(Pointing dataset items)

= = = = =

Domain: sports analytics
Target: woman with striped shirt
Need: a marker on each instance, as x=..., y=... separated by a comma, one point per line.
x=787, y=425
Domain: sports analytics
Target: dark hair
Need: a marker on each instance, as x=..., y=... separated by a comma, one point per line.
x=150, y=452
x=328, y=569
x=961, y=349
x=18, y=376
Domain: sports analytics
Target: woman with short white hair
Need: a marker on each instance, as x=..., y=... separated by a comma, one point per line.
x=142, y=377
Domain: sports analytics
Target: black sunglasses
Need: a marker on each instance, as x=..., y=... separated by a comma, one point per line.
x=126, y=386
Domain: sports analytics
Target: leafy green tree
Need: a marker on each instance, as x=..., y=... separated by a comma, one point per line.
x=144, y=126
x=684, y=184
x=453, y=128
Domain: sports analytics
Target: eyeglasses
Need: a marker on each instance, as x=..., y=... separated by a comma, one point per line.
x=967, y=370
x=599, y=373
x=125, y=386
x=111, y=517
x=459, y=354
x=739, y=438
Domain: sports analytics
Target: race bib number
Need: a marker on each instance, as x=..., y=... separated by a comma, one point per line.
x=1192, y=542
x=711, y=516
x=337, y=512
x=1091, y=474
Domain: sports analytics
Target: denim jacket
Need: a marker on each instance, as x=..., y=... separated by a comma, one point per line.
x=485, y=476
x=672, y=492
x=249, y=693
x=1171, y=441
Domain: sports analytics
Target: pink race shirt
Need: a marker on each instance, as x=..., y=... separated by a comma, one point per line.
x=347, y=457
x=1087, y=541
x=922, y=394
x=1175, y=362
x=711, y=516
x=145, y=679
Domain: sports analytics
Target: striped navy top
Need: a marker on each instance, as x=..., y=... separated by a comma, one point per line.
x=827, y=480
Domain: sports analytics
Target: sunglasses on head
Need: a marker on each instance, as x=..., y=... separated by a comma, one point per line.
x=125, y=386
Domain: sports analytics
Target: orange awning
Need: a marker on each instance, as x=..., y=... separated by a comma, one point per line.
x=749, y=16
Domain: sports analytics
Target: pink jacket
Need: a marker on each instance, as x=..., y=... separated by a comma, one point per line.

= = = = =

*AIM OF THE EXERCISE:* Reproduce the items above, swapping every "sports analytics" for "event photography" and leaving everything else unchanged.

*CORRECT RESPONSE:*
Domain: event photography
Target: woman with striped shirt
Need: a marker on each instance, as x=..., y=... separated by a comma, one point per line.
x=787, y=425
Domain: event photography
Target: dark hair
Need: a marker on each instance, as x=..., y=... separated by a comma, one point per line.
x=150, y=452
x=328, y=569
x=961, y=349
x=18, y=376
Domain: event photography
Target: woman with short white hair
Need: a marker on each instance, as x=..., y=... separated by a comma, one point per line.
x=142, y=377
Domain: event photography
Target: black sunglasses
Need: a marker on each instance, as x=..., y=... separated by a comma, one point per line.
x=126, y=386
Domain: event photography
Target: leafy green tree
Need: a marker on each instance, as x=..., y=... separated by a comma, one point per line.
x=144, y=126
x=684, y=184
x=453, y=128
Domain: event photography
Target: eyeglasses
Need: a marker on each instance, as x=..., y=... separated by a comma, one point per line.
x=967, y=370
x=599, y=373
x=125, y=386
x=111, y=517
x=459, y=354
x=739, y=438
Domain: event photography
Target: race bib number
Need: a marker on each instance, as x=..., y=... separated by a comma, one point per line.
x=1192, y=542
x=711, y=516
x=337, y=512
x=1091, y=474
Domain: event photography
Target: denim jacket
Need: a marker on each instance, as x=..., y=... separated by a comma, one point per line.
x=485, y=476
x=672, y=492
x=249, y=693
x=1171, y=441
Domain: event photography
Target: pink race shirt
Need: a marker on each instance, as x=..., y=... separated by a comma, one point per line.
x=347, y=457
x=1087, y=541
x=922, y=394
x=1175, y=362
x=711, y=516
x=145, y=679
Domain: event photography
Target: striped navy top
Need: a marker on each instance, as x=..., y=... separated by a comma, one point per line.
x=827, y=480
Domain: event photography
Target: sunglasses on head
Need: a marker on each instance, as x=..., y=... separated by a comma, one point per line.
x=125, y=386
Domain: event photography
Target: orange awning
Need: a marker on each instance, as x=..., y=... separated by a comma, one point per line.
x=749, y=16
Domain: event photography
Target: pink jacket
Need: a marker on each instance, as x=..., y=... separated by a comma, one point per line.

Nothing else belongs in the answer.